PARTS OF THE EXERCISE →
a – Name the three things that, according to the interview on church wedding coordination, change family dynamics.
b – In the interview on church wedding coordination, rewrite the passage between "Well first, let's" and "a regular Mass?", inclusive, replacing "sacristan" with "altar server".
c – Extend the interview on church wedding coordination past its final answer, keeping the same question-and-answer form.

PASSAGE →
Well first, let's talk about what a church wedding coordinator does.  Can you tell me about your responsibilities?  How is being the sacristan for a nuptial Mass different from being the sacristan for a regular Mass?
The responsibilities of a sacristan are to set up, clean up and care for the church before and after a Mass.  A church wedding coordinator can also be the sacristan for weddings, but is primarily there to make sure the wedding goes smoothly and to act as a liaison between the church and the couple.  As a sacristan at a nuptial Mass, it means my focus is split between the preferences of the priest and of the bride and groom for things like how the chapel is set up.

Working on your college campus must have meant you knew a lot of the people at the weddings you coordinated.  How often were you scheduled for the weddings of your friends and acquaintances, and what was it like to be there for their Masses?
I enjoyed seeing my friends fall in love and get married at the Mount. It was an honor to see them get married, and a blessing to watch so many couples follow Christ's teachings so passionately, despite their weaknesses.  I guess was truly able to see the human element of marriage more clearly by watching my friends, relatives, and acquaintances get married.  As a coordinator, I went to a wedding once or twice a month. During my senior year, I went to about 20!

You're a twin!  You were engaged at the same time, and you've mentioned to me, in the past, the craziness of helping plan your sister's wedding.  What was it like, and did you bring in any of your official wedding coordinating experience?
Yes, I have a twin sister.  The dynamics of two weddings within a year of each other is another blog post!  For now, I'll say weddings, babies, and funerals change family dynamics, and because of that, it's important for brides to take care of their mental and spiritual health.

Your job, as a sacristan and coordinator, is to help the bride and groom's wedding Mass go as smoothly as possible.  What's the most helpful thing a couple can do to simplify things for themselves and make your work easier?
The most helpful thing a bride can do is plan ahead.  I know that there are a lot of tiny details and they can be overwhelming.  Two essentials are, first, knowing who will pick up flowers for the church, and second, choosing your readings ahead of time.  It saves both the sacristan and the bride headaches. The couple should also keep extra copies of their selected readings and music.  I can't tell you how many liturgical ministers lose music and readings!

INFORMATION SUPPLIED →
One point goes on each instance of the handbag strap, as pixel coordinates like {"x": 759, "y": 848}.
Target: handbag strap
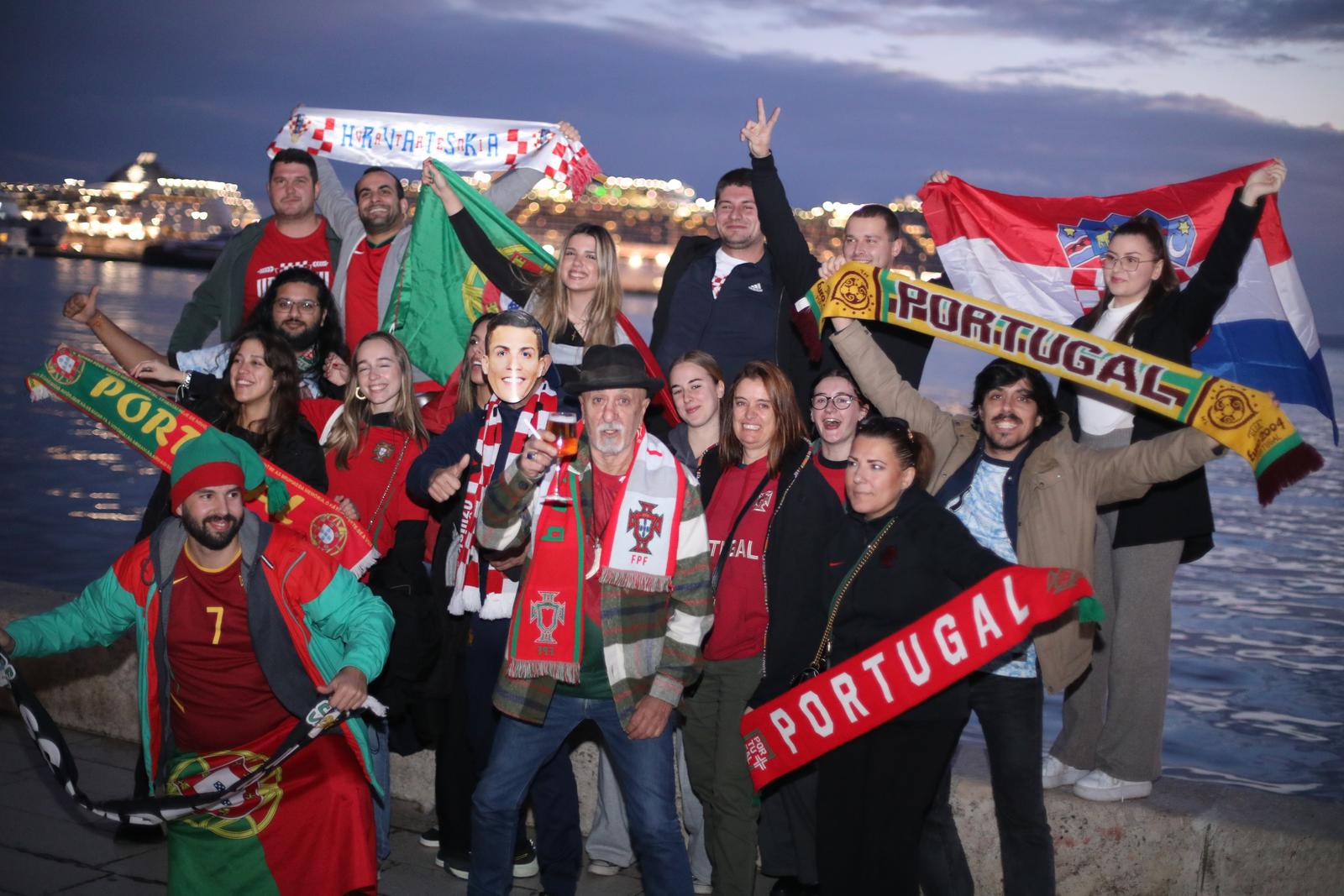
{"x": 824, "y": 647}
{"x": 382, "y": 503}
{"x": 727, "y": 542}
---
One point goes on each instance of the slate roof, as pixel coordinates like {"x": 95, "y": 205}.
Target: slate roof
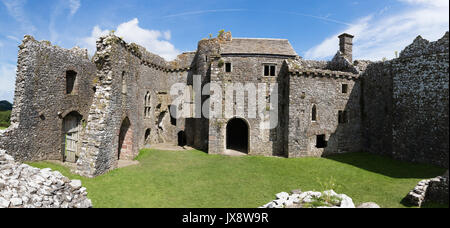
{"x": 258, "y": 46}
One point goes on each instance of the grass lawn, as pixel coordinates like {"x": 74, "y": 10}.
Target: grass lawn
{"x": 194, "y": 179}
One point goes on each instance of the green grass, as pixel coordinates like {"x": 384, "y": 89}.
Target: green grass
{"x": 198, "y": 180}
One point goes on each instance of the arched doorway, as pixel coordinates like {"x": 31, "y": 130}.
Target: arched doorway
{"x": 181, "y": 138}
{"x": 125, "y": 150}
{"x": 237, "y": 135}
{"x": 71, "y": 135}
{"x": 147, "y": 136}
---
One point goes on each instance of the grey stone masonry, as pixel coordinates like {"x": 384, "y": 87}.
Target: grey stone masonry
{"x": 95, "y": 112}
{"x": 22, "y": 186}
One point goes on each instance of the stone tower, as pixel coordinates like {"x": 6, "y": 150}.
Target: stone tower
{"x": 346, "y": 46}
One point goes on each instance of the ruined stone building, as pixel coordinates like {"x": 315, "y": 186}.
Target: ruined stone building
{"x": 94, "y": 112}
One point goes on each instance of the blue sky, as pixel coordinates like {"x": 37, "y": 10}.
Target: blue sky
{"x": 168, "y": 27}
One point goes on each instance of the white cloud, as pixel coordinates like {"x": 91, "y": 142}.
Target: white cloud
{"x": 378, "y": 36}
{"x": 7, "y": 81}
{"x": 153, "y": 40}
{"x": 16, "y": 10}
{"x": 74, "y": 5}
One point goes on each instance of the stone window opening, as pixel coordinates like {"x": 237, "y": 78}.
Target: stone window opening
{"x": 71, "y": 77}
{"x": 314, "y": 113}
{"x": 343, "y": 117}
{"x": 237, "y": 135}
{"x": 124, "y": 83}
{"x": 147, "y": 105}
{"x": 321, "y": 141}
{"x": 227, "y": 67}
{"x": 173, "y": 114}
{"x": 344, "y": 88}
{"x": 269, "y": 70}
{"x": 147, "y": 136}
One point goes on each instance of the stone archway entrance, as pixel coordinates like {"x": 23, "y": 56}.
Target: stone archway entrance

TASK ANSWERS →
a – weddings, babies, and funerals

b –
Well first, let's talk about what a church wedding coordinator does.  Can you tell me about your responsibilities?  How is being the altar server for a nuptial Mass different from being the altar server for a regular Mass?

c –
I'd love to hear stories from some of the weddings you've worked on!  Are there any particularly profound moments that stand out to you?  Any funny or otherwise memorable ones?
One couple, an acquaintance of mine, shocked me when they chose John's account of the Passion for their Gospel reading (NB from Stephanie: This is the wedding where Kate and I ran into each other!) .  It was interesting to hear of the sacrifical nature of marriage so openly discussed at a wedding. 

At another wedding, I spent 30 minutes talking to the visiting Franciscan Priest about whether he should wear shoes during the wedding. He insists that the sanctuary should not be marred by unclean shoes. He said if Moses didn't wear shoes in the pressence of God, he shouldn't wear shoes near the tabernacle where Christ is pressent fully.

I also once consoled a flower girl who cried when she realized she wasn't going to marry her brother, who was the groom. She was about 5 years old at the time. I think it was a testament to her brother's character and faith. I was privileged to see this unique family welcome their son's bride into the family.

How did your coordinating experience come into play when planning your own wedding?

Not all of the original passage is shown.